### DOCUMENT EXCERPT
2009-02-17 Thread Jan Erik Holm

I used to have one of those back in 1973 and yes it wasn´t that good.
Back then I made a quick fix, I attenuated the signal before 2:nd
mixer and amplified it back up again after, 20 dB I think it was.

Understand you dont like to modify it a lot however if you can find
QEX Jan/Feb 2006 and read what VK6APH and VK6VZ did with the R-4C,
this will make a very good radio.

73 Jim SM2EKM



GALE STEWARD wrote:

I recently acquired a C-line in very good condition. I never had one in the 
day and always wanted one. Before the purchase, I asked my friend if the R4C was 
the later model (5 position mode switch) and he told me it was. As I picked up the 
radios, I noticed that the R4C was the earlier model (4 position switch). I went ahead 
with the deal as the price was good.

Since I do a lot of DXing/contesting I really didn't want the terrible FET second mixer receiver.

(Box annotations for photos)

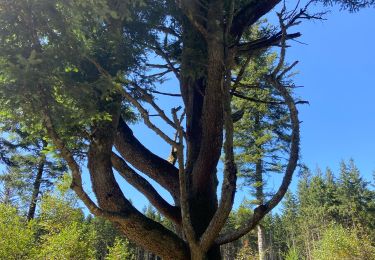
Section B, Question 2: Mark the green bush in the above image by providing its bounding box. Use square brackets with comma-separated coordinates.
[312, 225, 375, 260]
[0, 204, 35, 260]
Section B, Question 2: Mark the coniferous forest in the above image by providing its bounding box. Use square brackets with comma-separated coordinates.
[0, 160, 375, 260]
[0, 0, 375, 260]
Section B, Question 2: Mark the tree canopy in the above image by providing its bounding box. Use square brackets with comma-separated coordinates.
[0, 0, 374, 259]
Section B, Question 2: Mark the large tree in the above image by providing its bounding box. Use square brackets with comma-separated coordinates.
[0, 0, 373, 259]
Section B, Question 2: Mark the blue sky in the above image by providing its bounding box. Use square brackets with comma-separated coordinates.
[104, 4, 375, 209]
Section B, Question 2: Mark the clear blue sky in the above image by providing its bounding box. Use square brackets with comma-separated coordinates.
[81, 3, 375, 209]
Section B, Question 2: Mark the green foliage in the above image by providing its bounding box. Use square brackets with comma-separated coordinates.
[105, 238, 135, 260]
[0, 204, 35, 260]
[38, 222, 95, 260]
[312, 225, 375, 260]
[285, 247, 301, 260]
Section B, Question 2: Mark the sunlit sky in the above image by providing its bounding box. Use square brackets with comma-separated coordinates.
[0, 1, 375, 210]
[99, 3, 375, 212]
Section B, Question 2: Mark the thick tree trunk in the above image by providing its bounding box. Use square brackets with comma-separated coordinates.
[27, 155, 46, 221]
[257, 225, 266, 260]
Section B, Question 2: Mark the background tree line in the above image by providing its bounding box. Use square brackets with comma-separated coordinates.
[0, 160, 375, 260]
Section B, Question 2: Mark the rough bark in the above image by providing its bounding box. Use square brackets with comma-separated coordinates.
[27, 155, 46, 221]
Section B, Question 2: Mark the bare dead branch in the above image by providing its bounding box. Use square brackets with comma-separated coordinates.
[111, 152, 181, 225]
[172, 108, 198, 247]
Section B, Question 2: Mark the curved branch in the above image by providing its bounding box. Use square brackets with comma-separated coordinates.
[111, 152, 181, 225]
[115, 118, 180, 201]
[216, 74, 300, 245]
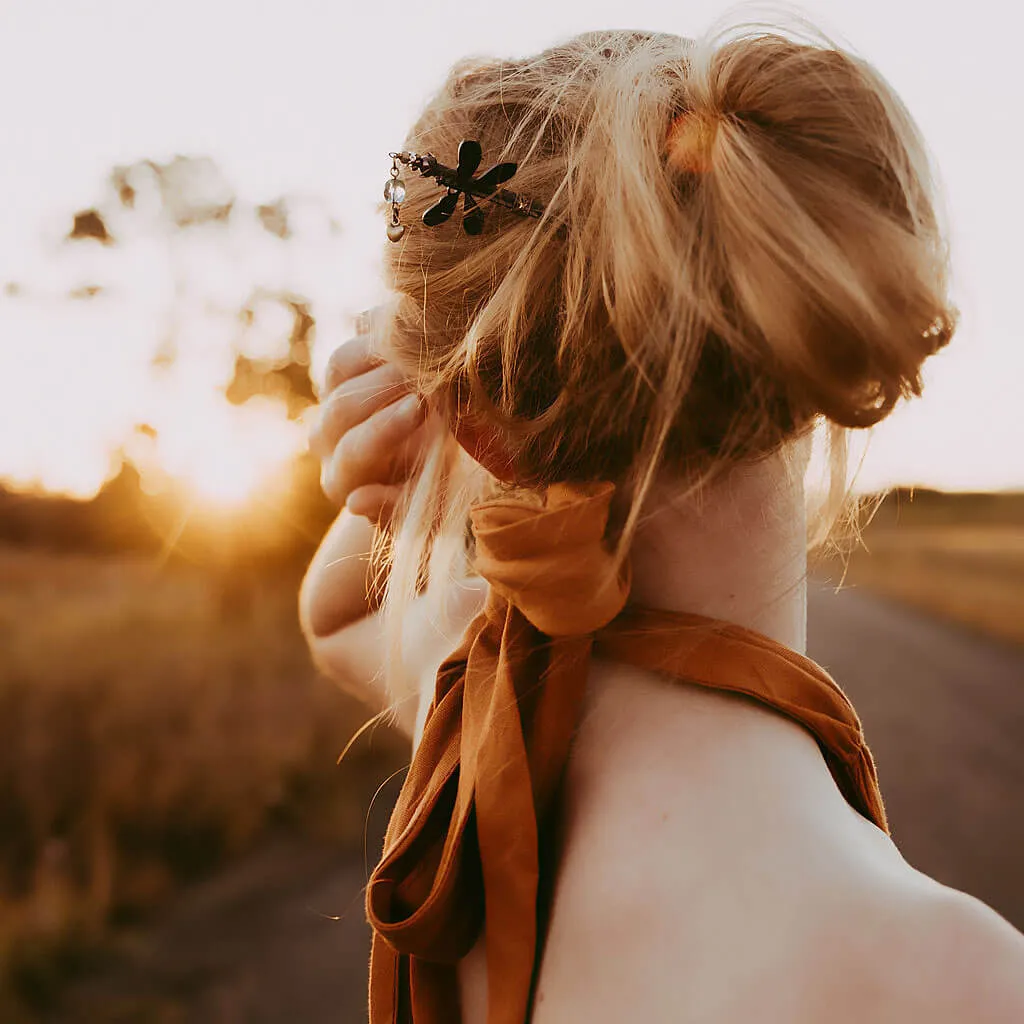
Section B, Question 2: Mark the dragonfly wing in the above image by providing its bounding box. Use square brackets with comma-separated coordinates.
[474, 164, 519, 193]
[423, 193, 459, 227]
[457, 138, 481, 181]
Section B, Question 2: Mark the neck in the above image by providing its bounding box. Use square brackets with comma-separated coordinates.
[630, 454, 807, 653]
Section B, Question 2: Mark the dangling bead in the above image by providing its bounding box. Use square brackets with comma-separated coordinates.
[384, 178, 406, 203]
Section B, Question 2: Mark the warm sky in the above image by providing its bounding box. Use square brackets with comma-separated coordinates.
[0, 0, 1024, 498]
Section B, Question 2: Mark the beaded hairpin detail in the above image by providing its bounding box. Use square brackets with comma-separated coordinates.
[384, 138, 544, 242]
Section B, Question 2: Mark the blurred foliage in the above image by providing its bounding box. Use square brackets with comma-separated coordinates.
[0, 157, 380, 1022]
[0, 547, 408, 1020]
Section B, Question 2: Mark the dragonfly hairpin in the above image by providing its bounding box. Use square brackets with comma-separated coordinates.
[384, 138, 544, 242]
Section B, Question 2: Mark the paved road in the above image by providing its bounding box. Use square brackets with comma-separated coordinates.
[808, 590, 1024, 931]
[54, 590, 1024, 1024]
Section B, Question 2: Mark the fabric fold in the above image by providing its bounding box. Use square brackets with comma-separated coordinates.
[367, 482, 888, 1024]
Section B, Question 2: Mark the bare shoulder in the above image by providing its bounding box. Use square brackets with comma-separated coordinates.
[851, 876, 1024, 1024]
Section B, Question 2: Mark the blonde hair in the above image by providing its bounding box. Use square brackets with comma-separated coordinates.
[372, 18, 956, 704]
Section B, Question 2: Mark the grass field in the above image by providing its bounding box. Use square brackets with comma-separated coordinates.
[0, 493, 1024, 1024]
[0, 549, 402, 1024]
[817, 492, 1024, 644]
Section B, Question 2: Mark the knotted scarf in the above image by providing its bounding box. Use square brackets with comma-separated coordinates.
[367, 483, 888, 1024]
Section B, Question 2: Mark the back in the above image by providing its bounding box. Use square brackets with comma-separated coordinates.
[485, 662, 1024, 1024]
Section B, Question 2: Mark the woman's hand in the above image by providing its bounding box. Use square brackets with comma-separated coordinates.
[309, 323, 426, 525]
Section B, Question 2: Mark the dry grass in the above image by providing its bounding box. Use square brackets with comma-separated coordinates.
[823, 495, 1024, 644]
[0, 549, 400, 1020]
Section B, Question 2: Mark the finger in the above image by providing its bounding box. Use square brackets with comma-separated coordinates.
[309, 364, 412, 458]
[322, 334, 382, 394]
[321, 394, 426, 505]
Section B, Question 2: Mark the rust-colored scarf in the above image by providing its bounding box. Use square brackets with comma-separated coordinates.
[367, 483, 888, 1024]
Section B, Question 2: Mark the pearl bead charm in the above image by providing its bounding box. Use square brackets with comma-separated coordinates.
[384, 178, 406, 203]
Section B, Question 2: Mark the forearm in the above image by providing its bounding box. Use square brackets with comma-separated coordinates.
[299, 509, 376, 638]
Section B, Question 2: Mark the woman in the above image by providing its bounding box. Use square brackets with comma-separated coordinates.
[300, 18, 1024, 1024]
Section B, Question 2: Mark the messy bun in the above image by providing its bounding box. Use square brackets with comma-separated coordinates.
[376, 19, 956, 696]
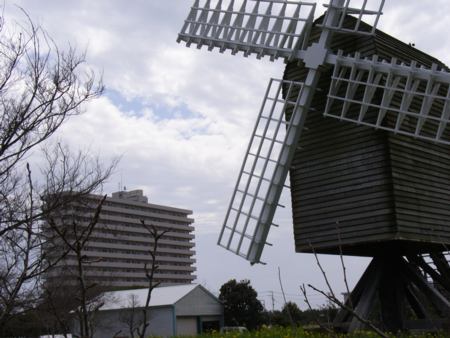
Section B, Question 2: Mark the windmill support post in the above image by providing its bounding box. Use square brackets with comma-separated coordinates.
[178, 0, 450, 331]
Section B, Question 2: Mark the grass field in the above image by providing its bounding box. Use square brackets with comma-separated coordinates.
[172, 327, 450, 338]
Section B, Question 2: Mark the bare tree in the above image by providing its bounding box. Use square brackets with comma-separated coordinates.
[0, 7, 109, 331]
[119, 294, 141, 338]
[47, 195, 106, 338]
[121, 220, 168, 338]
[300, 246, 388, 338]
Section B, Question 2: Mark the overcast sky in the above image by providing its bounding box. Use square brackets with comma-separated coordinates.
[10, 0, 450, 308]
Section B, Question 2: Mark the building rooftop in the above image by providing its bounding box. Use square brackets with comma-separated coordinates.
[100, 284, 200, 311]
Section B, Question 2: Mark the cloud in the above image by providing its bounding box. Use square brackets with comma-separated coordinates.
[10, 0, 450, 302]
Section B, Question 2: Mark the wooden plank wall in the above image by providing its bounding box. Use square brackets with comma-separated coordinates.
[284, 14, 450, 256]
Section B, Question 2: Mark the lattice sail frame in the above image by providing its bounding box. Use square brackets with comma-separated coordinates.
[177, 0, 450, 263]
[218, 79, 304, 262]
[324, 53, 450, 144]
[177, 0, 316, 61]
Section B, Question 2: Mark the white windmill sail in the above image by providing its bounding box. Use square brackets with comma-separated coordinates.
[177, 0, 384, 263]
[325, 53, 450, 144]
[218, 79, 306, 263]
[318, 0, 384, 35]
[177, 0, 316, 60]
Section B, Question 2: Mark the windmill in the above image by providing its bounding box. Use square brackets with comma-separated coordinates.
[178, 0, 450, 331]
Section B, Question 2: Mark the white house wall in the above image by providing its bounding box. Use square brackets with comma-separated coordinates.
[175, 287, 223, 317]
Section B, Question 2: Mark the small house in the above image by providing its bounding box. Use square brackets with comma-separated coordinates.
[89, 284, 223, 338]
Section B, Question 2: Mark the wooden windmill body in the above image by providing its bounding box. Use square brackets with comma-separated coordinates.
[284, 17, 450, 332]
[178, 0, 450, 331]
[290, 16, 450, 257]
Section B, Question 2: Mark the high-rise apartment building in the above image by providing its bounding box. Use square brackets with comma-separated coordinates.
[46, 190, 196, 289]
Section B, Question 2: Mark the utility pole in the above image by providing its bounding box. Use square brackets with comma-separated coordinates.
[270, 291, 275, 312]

### WORK INSTRUCTIONS
1. In the R-4C receiver post, which issue of QEX describes what VK6APH and VK6VZ did with the R-4C?
2. List every amateur radio call sign that appears in the R-4C receiver post.
3. Resume the R-4C receiver post from its last sentence, keeping the same voice.
This material has no connection to the R-4C receiver post.

### RESPONSE LIST
1. QEX Jan/Feb 2006

2. VK6APH, VK6VZ, SM2EKM

3.
I've heard the old and new versions side-by-side in the past on a band with 
lots of loud signals and there in a huge difference.

I recall hearing (somewhere) that Drake would modify the early R4C's by 
removing the FET and installing a tube 2nd mixer if the customer requested the 
change. Does anyone actually know any details of the factory mod?

It would be pretty easy to rewire the noise blanker socket to accept a 6BE6 
second mixer. Has anyone done this previously?

I guess the final question is, do I sell this R4C and buy the later model? This 
earlier receiver is in good condition and I'm not going to do any mods where 
I'm drilling extra holes, etc.

Since I actually use all of my older gear, I want the best performance out of 
them that I can get.

Any info appreciated!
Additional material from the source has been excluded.